(Records from a data source)

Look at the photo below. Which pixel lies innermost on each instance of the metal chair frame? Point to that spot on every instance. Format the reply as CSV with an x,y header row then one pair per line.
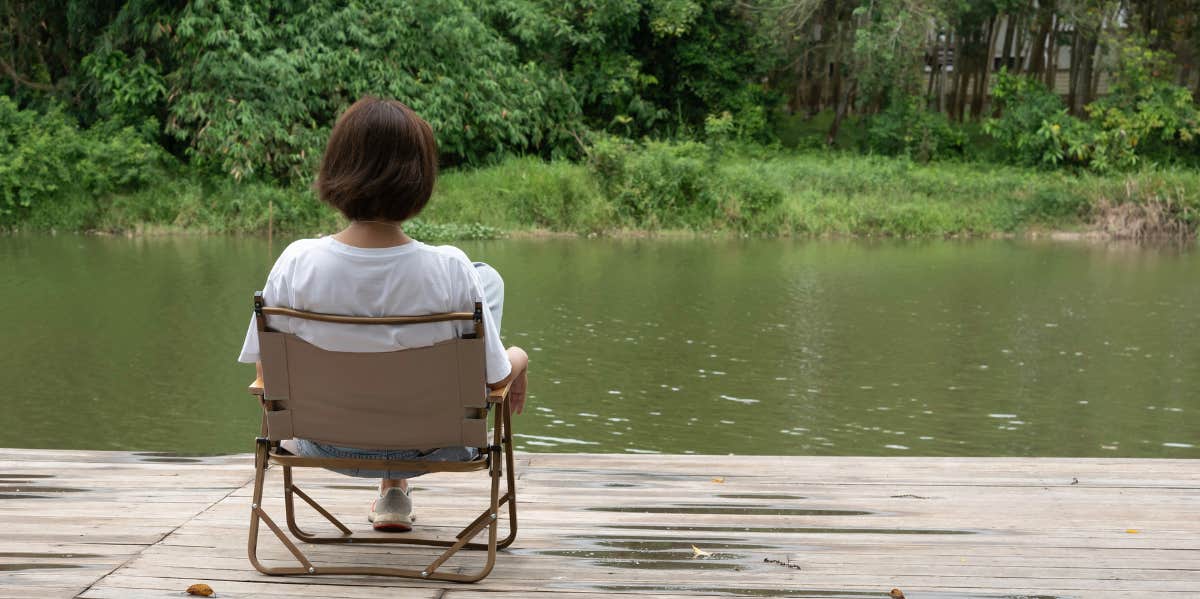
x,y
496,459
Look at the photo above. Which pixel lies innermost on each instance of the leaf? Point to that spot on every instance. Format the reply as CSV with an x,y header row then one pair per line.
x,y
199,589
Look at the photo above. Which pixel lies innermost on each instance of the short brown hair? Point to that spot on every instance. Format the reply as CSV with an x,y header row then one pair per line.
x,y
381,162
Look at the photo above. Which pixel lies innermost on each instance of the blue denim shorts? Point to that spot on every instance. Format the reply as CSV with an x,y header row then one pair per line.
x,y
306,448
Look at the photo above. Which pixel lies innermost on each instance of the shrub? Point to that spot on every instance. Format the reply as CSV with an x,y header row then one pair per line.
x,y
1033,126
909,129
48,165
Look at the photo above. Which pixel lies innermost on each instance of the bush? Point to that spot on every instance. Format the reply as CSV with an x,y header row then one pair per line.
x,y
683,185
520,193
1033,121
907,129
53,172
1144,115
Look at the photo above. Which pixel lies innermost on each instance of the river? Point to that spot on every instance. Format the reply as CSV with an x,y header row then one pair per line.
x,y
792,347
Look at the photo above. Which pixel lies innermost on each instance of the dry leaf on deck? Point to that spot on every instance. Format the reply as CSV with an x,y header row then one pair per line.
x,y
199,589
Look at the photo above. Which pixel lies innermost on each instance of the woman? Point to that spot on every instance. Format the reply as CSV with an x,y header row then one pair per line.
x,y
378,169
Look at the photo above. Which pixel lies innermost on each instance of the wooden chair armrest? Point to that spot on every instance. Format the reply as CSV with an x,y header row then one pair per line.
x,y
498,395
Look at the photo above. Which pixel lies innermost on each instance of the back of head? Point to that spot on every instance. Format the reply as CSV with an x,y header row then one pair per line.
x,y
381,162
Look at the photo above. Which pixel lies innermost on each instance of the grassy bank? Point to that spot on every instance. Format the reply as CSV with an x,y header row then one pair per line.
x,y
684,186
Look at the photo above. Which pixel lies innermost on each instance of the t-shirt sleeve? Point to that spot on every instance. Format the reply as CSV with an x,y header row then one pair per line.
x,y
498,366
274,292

...

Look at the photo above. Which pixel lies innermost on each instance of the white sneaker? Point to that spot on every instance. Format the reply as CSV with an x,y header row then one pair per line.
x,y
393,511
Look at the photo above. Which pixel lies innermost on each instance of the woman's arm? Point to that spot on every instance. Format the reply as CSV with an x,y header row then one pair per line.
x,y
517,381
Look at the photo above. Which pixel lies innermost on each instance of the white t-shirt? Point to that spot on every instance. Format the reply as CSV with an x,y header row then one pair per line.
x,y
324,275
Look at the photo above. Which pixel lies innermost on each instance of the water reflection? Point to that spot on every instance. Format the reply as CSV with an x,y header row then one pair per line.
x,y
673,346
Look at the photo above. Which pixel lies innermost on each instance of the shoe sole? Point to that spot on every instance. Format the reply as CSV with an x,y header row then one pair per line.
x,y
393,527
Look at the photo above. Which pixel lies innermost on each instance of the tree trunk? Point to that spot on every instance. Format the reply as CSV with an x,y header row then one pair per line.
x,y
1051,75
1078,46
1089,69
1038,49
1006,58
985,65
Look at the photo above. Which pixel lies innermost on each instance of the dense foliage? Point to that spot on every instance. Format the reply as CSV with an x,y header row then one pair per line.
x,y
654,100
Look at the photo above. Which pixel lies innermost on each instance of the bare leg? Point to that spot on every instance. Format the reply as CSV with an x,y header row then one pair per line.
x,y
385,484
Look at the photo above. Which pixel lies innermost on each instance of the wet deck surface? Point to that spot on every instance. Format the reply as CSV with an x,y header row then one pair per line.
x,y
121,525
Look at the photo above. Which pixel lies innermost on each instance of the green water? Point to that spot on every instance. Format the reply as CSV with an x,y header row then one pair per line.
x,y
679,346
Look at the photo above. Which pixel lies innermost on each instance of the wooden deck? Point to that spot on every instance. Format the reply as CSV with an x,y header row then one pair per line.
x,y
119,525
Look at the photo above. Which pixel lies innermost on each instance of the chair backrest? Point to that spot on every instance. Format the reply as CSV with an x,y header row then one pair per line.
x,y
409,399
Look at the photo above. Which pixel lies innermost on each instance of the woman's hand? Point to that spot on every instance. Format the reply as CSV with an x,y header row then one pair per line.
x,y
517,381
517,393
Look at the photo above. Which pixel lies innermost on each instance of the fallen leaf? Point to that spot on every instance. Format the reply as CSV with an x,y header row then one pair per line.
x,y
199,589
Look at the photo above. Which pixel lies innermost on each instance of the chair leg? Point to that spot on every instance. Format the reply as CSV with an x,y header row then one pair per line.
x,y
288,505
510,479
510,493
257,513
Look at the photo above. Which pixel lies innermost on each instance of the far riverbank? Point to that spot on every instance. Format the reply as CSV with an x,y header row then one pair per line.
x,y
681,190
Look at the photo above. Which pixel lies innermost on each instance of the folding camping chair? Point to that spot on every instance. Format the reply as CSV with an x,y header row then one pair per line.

## [Set exercise]
Put the rows from the line containing "of the fallen" through the line containing "of the folding" into a JSON list of strings, one string per line, leaving out blank lines.

## [The solution]
[
  "Look at the photo above. Which pixel lies innermost on each instance of the fallen leaf? Point to that spot on every instance. Format the reply as CSV with an x,y header row then one pair per line.",
  "x,y",
  "199,589",
  "Look at the photo above. Which pixel lies innermost on each instance of the chair leg? Point to that spot on every instance. Format the reply as CSV with an x,y header row then one pair per line.",
  "x,y",
  "288,505",
  "510,479",
  "510,493",
  "257,513",
  "Look at the photo above. Which pixel lies innermost on each instance of the far riverbank? Point to that spot on every instance. Format the reply as CSV with an x,y header row then one pair per line.",
  "x,y",
  "681,190",
  "Look at the photo above. Which pixel lies innermost on each instance of the folding camping chair? Point to that spot on every instance. Format the reply as CSV with an x,y header row then one pair per line."
]